**** Text passage ****

An AMSTAR assessment of the methodological quality of systematic reviews of nursing interventions published in China

Article type
Authors
Shi C1, Xu Q2, Zhang L1, Qing C1, Tian J1
1Evidence-Based Medicine Center of Lanzhou University, China
2Department of Nursing, Gansu College of Traditional Chinese Medicine, China
Abstract
Background: The importance of systematic reviews (SRs) of nursing interventions potential impact on practice and research makes their methodological quality especially important as it may directly influence their utility for clinicians, patients and policy makers.

Objectives: To identify SRs of nursing interventions published in China and to evaluate their methodological quality using the AMSTAR.

Methods: An electronic literature search of all SRs of nursing interventions from inception to October 2011 was conducted using the Chinese Biomedical Literature Database and China National Knowledge Infrastructure, using the following text and keywords in combination both MeSH terms and text words, the search strategy was (meta analysis OR meta analyses OR systematic review* OR overreview) AND nurs*. Details of the relevant aspects of methodology as reported in these SRs were extracted from the full text publications. Methodological quality was assessed independently by two reviewers using AMSTAR.

**** Recorded information ****

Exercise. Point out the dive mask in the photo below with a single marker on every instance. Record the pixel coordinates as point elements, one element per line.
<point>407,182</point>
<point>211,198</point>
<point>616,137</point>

****

Continue the abstract on AMSTAR ratings of Chinese nursing systematic reviews, starting right after "Methodological quality was assessed independently by two reviewers using AMSTAR."

> _Expected output_
Results: 74 SRs were included, 4.05% SRs reported that researchers have been trained, all SRs didn’t provide an ‘a priori’ design or state the conflict of interest, 78.38% didn’t perform comprehensive literature search; 50% supported duplicate study selection and data extraction; 44.59% didn’t provide a list of studies, 90.54% didn’t provide comprehensive characteristics of the included studies, 27.03% didn’t assess and document the scientific quality of the included studies; 50% didn’t use the scientific quality of the included studies appropriately in formulating conclusions; 17.57% didn’t use the method to combine the findings of studies appropriate; 58.11% didn’t assess the likelihood of publication bias; 52.7% didn’t use the status of publication as an inclusion criterion.

Conclusions: The methodological quality of SRs of nursing interventions in China was poor. Chinese authors and journals should adopt and keep up with the AMSTAR statement to improve the methodological quality of SRs in this field.